__PROMPT__:
What follows is a set of entries. Give them again exactly, without the pictures.

* START MATERIAL PROVIDED *

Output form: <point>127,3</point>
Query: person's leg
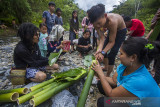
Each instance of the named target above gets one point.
<point>72,37</point>
<point>157,70</point>
<point>100,102</point>
<point>120,37</point>
<point>35,75</point>
<point>53,67</point>
<point>100,88</point>
<point>80,50</point>
<point>105,61</point>
<point>45,53</point>
<point>39,77</point>
<point>42,53</point>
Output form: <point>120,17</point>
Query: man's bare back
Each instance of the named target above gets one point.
<point>114,19</point>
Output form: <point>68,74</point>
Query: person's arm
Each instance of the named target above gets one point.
<point>80,46</point>
<point>112,37</point>
<point>71,25</point>
<point>101,41</point>
<point>149,34</point>
<point>62,21</point>
<point>130,32</point>
<point>83,23</point>
<point>133,28</point>
<point>25,56</point>
<point>90,26</point>
<point>112,80</point>
<point>44,17</point>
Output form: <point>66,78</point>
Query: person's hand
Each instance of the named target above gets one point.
<point>97,68</point>
<point>100,57</point>
<point>61,46</point>
<point>85,46</point>
<point>47,37</point>
<point>98,51</point>
<point>158,15</point>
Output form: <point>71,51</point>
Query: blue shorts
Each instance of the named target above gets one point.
<point>120,37</point>
<point>31,72</point>
<point>72,36</point>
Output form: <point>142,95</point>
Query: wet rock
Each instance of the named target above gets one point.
<point>2,73</point>
<point>64,99</point>
<point>30,85</point>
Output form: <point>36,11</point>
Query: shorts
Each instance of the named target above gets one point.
<point>120,37</point>
<point>31,72</point>
<point>72,36</point>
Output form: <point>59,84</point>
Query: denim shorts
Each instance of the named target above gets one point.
<point>31,72</point>
<point>120,37</point>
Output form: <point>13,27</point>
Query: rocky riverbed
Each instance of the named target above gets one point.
<point>67,98</point>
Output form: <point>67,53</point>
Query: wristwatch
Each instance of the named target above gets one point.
<point>103,53</point>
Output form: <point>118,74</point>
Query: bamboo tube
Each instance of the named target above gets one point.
<point>18,90</point>
<point>86,87</point>
<point>9,97</point>
<point>46,89</point>
<point>28,96</point>
<point>41,85</point>
<point>38,100</point>
<point>155,32</point>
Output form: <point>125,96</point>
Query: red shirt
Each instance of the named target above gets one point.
<point>138,28</point>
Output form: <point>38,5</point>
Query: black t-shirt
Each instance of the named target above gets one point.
<point>83,41</point>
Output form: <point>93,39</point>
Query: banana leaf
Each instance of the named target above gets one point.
<point>70,75</point>
<point>54,57</point>
<point>88,60</point>
<point>40,99</point>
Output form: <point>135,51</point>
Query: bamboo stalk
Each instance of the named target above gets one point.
<point>28,96</point>
<point>46,89</point>
<point>86,87</point>
<point>9,97</point>
<point>18,90</point>
<point>38,100</point>
<point>41,85</point>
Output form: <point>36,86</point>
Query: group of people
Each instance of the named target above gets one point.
<point>132,79</point>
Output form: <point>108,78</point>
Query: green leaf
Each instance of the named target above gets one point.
<point>54,57</point>
<point>70,75</point>
<point>88,60</point>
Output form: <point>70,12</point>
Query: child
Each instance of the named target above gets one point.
<point>54,42</point>
<point>132,78</point>
<point>84,45</point>
<point>59,20</point>
<point>43,39</point>
<point>74,29</point>
<point>27,54</point>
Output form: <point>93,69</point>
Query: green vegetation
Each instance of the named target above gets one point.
<point>140,9</point>
<point>32,10</point>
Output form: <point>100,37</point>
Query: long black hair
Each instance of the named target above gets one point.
<point>73,16</point>
<point>26,32</point>
<point>144,49</point>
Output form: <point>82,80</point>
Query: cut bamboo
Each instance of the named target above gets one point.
<point>9,97</point>
<point>86,87</point>
<point>28,96</point>
<point>38,100</point>
<point>18,90</point>
<point>41,85</point>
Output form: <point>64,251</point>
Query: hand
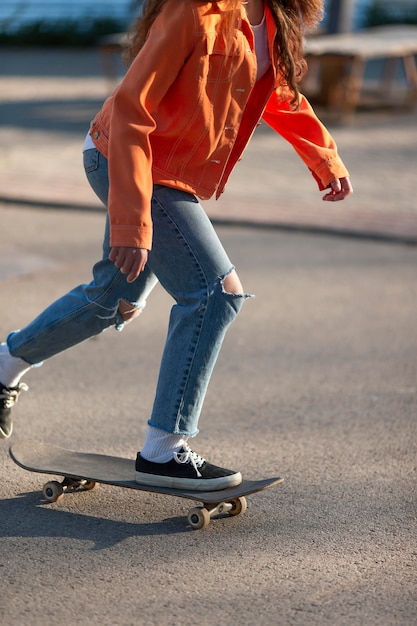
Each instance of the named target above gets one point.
<point>130,261</point>
<point>340,188</point>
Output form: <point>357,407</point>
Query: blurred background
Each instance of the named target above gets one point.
<point>59,61</point>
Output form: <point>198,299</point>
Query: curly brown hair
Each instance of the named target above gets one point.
<point>292,18</point>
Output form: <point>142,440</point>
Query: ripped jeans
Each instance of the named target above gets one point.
<point>189,261</point>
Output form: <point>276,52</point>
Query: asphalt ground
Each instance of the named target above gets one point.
<point>316,382</point>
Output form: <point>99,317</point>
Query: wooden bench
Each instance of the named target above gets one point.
<point>337,64</point>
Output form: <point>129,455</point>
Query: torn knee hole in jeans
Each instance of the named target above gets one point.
<point>231,284</point>
<point>128,311</point>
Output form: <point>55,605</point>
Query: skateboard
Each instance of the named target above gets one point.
<point>82,470</point>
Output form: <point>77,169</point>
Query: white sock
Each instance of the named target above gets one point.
<point>160,446</point>
<point>12,368</point>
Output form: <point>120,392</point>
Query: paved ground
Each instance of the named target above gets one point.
<point>317,381</point>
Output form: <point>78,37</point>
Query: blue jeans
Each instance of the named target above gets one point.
<point>189,261</point>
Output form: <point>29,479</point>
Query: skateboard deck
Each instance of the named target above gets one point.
<point>82,470</point>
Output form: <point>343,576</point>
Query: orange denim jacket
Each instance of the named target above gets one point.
<point>185,111</point>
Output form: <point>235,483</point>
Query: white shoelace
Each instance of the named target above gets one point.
<point>10,396</point>
<point>186,455</point>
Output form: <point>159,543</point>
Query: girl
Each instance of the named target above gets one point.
<point>201,76</point>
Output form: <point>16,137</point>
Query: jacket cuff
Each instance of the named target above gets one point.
<point>130,237</point>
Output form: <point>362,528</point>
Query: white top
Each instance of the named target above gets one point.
<point>261,48</point>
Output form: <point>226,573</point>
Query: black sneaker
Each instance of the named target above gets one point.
<point>8,397</point>
<point>187,470</point>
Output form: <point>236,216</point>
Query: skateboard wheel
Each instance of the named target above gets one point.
<point>89,484</point>
<point>198,518</point>
<point>239,506</point>
<point>52,491</point>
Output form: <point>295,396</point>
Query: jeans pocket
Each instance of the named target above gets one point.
<point>91,160</point>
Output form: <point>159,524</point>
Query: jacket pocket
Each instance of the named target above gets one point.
<point>217,63</point>
<point>91,160</point>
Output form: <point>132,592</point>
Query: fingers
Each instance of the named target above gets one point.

* END MATERIAL PROVIDED *

__RESULT FOR THIS TASK__:
Output form: <point>127,3</point>
Query: person's leg
Each instance of the named target above gets one point.
<point>72,37</point>
<point>157,70</point>
<point>100,102</point>
<point>120,37</point>
<point>35,75</point>
<point>53,67</point>
<point>100,88</point>
<point>80,50</point>
<point>105,61</point>
<point>45,53</point>
<point>39,77</point>
<point>42,53</point>
Output form: <point>120,17</point>
Query: man's bare back
Each instance of the named target above gets one point.
<point>114,19</point>
Output form: <point>68,74</point>
Query: person's arm
Each instance of the named target above gets one point.
<point>80,46</point>
<point>112,37</point>
<point>71,25</point>
<point>101,41</point>
<point>149,34</point>
<point>62,21</point>
<point>130,32</point>
<point>83,23</point>
<point>133,28</point>
<point>25,56</point>
<point>90,26</point>
<point>112,80</point>
<point>44,17</point>
Output form: <point>66,78</point>
Query: person's hand
Each instance of the named target above gets one point.
<point>97,68</point>
<point>100,57</point>
<point>61,46</point>
<point>85,46</point>
<point>47,37</point>
<point>98,51</point>
<point>158,15</point>
Output form: <point>71,51</point>
Query: blue shorts
Each instance of the named target above gets one point.
<point>120,37</point>
<point>31,72</point>
<point>72,36</point>
Output form: <point>142,95</point>
Query: wet rock
Each instance of the named target above gets one point.
<point>2,73</point>
<point>64,99</point>
<point>30,85</point>
Output form: <point>36,11</point>
Query: shorts
Each instance of the named target above gets one point.
<point>120,37</point>
<point>31,72</point>
<point>72,36</point>
Output form: <point>59,84</point>
Query: denim shorts
Each instance of the named target above gets one point.
<point>31,72</point>
<point>120,37</point>
Output form: <point>13,27</point>
Query: rocky riverbed
Each instance of the named target above gets one point.
<point>67,98</point>
Output form: <point>67,53</point>
Query: wristwatch
Each instance of the named target above gets one point.
<point>103,53</point>
Output form: <point>118,74</point>
Query: bamboo tube
Each instance of the named target above gets one point.
<point>18,90</point>
<point>86,87</point>
<point>9,97</point>
<point>46,89</point>
<point>28,96</point>
<point>41,85</point>
<point>38,100</point>
<point>155,32</point>
Output form: <point>125,96</point>
Query: red shirt
Each instance of the named target above gets one point.
<point>138,28</point>
Output form: <point>38,5</point>
Query: black t-shirt
Each instance of the named target above gets one point.
<point>83,41</point>
Output form: <point>93,39</point>
Query: banana leaf
Each instance of the named target above gets one point.
<point>70,75</point>
<point>54,57</point>
<point>88,60</point>
<point>40,99</point>
Output form: <point>135,51</point>
Query: bamboo stalk
Each instance of the named target above gets one point.
<point>28,96</point>
<point>46,89</point>
<point>86,87</point>
<point>9,97</point>
<point>18,90</point>
<point>38,100</point>
<point>41,85</point>
Output form: <point>36,86</point>
Query: group of people
Each instance of the named target above gets one point.
<point>132,79</point>
Output form: <point>108,78</point>
Query: green leaf
Each instance of the named target above gets one point.
<point>54,57</point>
<point>70,75</point>
<point>88,60</point>
Output form: <point>70,12</point>
Query: child
Each instance of the named target above gets one point.
<point>54,42</point>
<point>132,78</point>
<point>84,45</point>
<point>59,20</point>
<point>43,39</point>
<point>74,29</point>
<point>27,54</point>
Output form: <point>93,69</point>
Query: green vegetation
Each instance of the named target above gets one point.
<point>140,9</point>
<point>32,10</point>
Output form: <point>100,37</point>
Query: long black hair
Each instance of the named target above gets one point.
<point>73,16</point>
<point>26,32</point>
<point>144,49</point>
Output form: <point>82,80</point>
Query: cut bamboo
Each instance of the named target above gets one point.
<point>9,97</point>
<point>86,87</point>
<point>28,96</point>
<point>38,100</point>
<point>18,90</point>
<point>41,85</point>
Output form: <point>64,251</point>
Query: hand
Each instance of the named target above gets one point.
<point>130,261</point>
<point>340,188</point>
Output form: <point>357,407</point>
Query: blurred background
Each instance of the named target above gets one point.
<point>59,61</point>
Output form: <point>198,299</point>
Query: curly brown hair
Each instance of the named target above gets one point.
<point>292,18</point>
Output form: <point>142,440</point>
Query: ripped jeans
Each instance of the named target above gets one point.
<point>189,261</point>
Output form: <point>276,52</point>
Query: asphalt ground
Each instance of the named target above gets one point.
<point>316,382</point>
Output form: <point>99,317</point>
Query: wooden bench
Each instance of the named target above gets one point.
<point>337,64</point>
Output form: <point>129,455</point>
Query: torn knee hole in jeans
Each instance of the named target above gets one point.
<point>231,284</point>
<point>128,311</point>
Output form: <point>55,605</point>
Query: skateboard
Each instance of the named target above gets one point.
<point>82,470</point>
Output form: <point>77,169</point>
Query: white sock
Each instance of the named target above gets one point.
<point>160,446</point>
<point>12,368</point>
Output form: <point>120,392</point>
Query: paved ground
Each instance of the named target above gets one point.
<point>317,381</point>
Output form: <point>78,37</point>
Query: blue jeans
Each instance of the named target above gets one point.
<point>189,261</point>
Output form: <point>29,479</point>
Query: skateboard deck
Each instance of the named target above gets one point.
<point>82,470</point>
Output form: <point>343,576</point>
Query: orange denim jacket
Each instance of the named target above gets one point.
<point>185,111</point>
Output form: <point>235,483</point>
Query: white shoelace
Each instance of the named target above gets one point.
<point>10,396</point>
<point>186,455</point>
Output form: <point>159,543</point>
Query: girl
Each instance of the named target above gets one point.
<point>201,76</point>
Output form: <point>16,137</point>
Query: jacket cuff
Each instance of the named target above gets one point.
<point>130,237</point>
Output form: <point>362,528</point>
Query: white top
Each instance of the named target above gets one point.
<point>261,48</point>
Output form: <point>226,573</point>
Query: black sneaker
Each instance of the named target above gets one point.
<point>8,397</point>
<point>187,470</point>
Output form: <point>236,216</point>
Query: skateboard wheel
Each instance of the named target above gets one point.
<point>89,484</point>
<point>198,518</point>
<point>239,506</point>
<point>52,491</point>
Output form: <point>295,396</point>
Query: jeans pocket
Each instance of the named target above gets one point.
<point>91,160</point>
Output form: <point>159,524</point>
Query: jacket pocket
Each instance of the named target above gets one point.
<point>217,63</point>
<point>91,160</point>
Output form: <point>132,592</point>
Query: fingers
Each instance of the named target above gets one point.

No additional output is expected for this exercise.